Text shown:
________________
From the numerical standpoint they differ in that the alchemical conception is characterized by the quaternity-in keeping with the Gnostic saying “In the Four is God” whereas the Christian conception found its most differentiated expression in the Holy Trinity. ~Aniela Jaffe, Jung’s Last Years, Page 63.

It is the famous symbolism of the vessel, a symbolism that survives till 1925—see Parsifal. It is the Holy Grail, called the Vase of Sin (see King: The Gnostics and Their Remains). Also it is a symbol of the early Gnostics. ~Carl Jung, 1925 Seminar, Page 107

My whole life I have worked to know the soul and these people [Valentinian Gnostics] already knew it. ~Carl Jung to Gilles Quispel, Meeting with Jung, Page 150.

He mentioned “a hell” of a trick her Christian name Mary played with him, as he was thinking of Gnostic texts and the name Maria. ~William Schoenl – C.G. Jung-His Friendships with Mary Mellon & J.B. Priestley, Page 7-8

I asked him [Jung] about the hermetic philosophy. He said it all hung together, in a way, with the Cabbalistic philosophy and the Gnostics, but the Hermetic philosophy was older than the Cabbalistic philosophy.  ~Katy Cabot, Jung My Mother and I, Page 171

The four [forms], as it were, a frame for the one, accentuated as the centre. By unfolding into four it acquires distinct characteristics and can therefore be known. So long as a thing is in the unconscious it has no recognizable qualities and is consequently merged with the universal unknown, with the unconscious All and Nothing, with what the Gnostics called a “non-existent all-being.”

But as soon as the unconscious content enters the sphere of consciousness it has already split into the “four,” that is to say it can become an object of experience only by virtue of the four basic functions of consciousness. It is perceived as something that exists (sensation); it is recognized as this and distinguished from that (thinking); it is evaluated as pleasant or unpleasant, etc. (feeling); and finally, intuition tells us where it came from and where it is going.

The splitting into four has the same significance as the division of the horizon into four quarters, or the year into four seasons. That is, through the act of becoming conscious the four basic aspects of a whole judgment are rendered visible. ~Carl Jung, Number and Time, Page 121

During one of their first meetings, Peter showed Joe one of Jung’s paintings of a Gnostic mandala. Joe was fascinated by Gnostic philosophy, which held the belief that those who professed Gnosticism had a special knowledge and understanding of the profound spiritual mysteries. ~Diana Baynes, Jung’s Apprentice, Page 205

As a result he [Jung] produced the “Septem Sermones ad Mortuos,” a kind of poem in Gnostic style, which differs from the other fantasies by its concentrated language and content. ~Aniela Jaffe, From the Life and Work of C.G. Jung, Page 104

On the stone walls of his tower he had carved sentences from the Gnostics and the Egyptian alchemists; he had also outlined mandalas and other magic symbols.  ~Ruth Bailey, Jung-Hesse A Friendship, Page 98.
________________
Data section:

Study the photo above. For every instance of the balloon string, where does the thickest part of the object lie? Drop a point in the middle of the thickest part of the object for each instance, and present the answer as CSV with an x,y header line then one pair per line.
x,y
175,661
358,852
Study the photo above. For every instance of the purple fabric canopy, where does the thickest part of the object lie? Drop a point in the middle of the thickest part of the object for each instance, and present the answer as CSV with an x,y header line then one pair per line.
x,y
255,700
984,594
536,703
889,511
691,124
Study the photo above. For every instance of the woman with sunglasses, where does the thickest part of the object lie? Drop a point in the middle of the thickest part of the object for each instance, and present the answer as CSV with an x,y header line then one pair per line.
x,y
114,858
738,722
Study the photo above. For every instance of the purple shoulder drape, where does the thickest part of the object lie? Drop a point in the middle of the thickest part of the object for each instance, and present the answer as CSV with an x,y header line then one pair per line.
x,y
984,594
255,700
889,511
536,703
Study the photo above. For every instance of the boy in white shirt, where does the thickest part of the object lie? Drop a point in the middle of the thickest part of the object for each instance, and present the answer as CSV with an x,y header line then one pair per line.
________________
What you need to do:
1. Do these statements agree with the quotations on Jung and the Gnostics? For each, answer yes or no and quote the deciding words: (a) the Hermetic philosophy was older than the Cabbalistic philosophy; (b) the Christian conception is characterized by the quaternity; (c) the sentences from the Gnostics were carved on the wooden walls of the tower.
2. Rewrite the part of the quotations on Jung and the Gnostics that opens with the words containing "During one of" and closes with "Friendship, Page 98.", swapping "paintings" for "drawings".

Replies:
1.
(a) Yes: "the Hermetic philosophy was older than the Cabbalistic philosophy"
(b) No: "whereas the Christian conception found its most differentiated expression in the Holy Trinity"
(c) No: "On the stone walls of his tower he had carved sentences from the Gnostics and the Egyptian alchemists"

2.
During one of their first meetings, Peter showed Joe one of Jung’s drawings of a Gnostic mandala. Joe was fascinated by Gnostic philosophy, which held the belief that those who professed Gnosticism had a special knowledge and understanding of the profound spiritual mysteries. ~Diana Baynes, Jung’s Apprentice, Page 205

As a result he [Jung] produced the “Septem Sermones ad Mortuos,” a kind of poem in Gnostic style, which differs from the other fantasies by its concentrated language and content. ~Aniela Jaffe, From the Life and Work of C.G. Jung, Page 104

On the stone walls of his tower he had carved sentences from the Gnostics and the Egyptian alchemists; he had also outlined mandalas and other magic symbols.  ~Ruth Bailey, Jung-Hesse A Friendship, Page 98.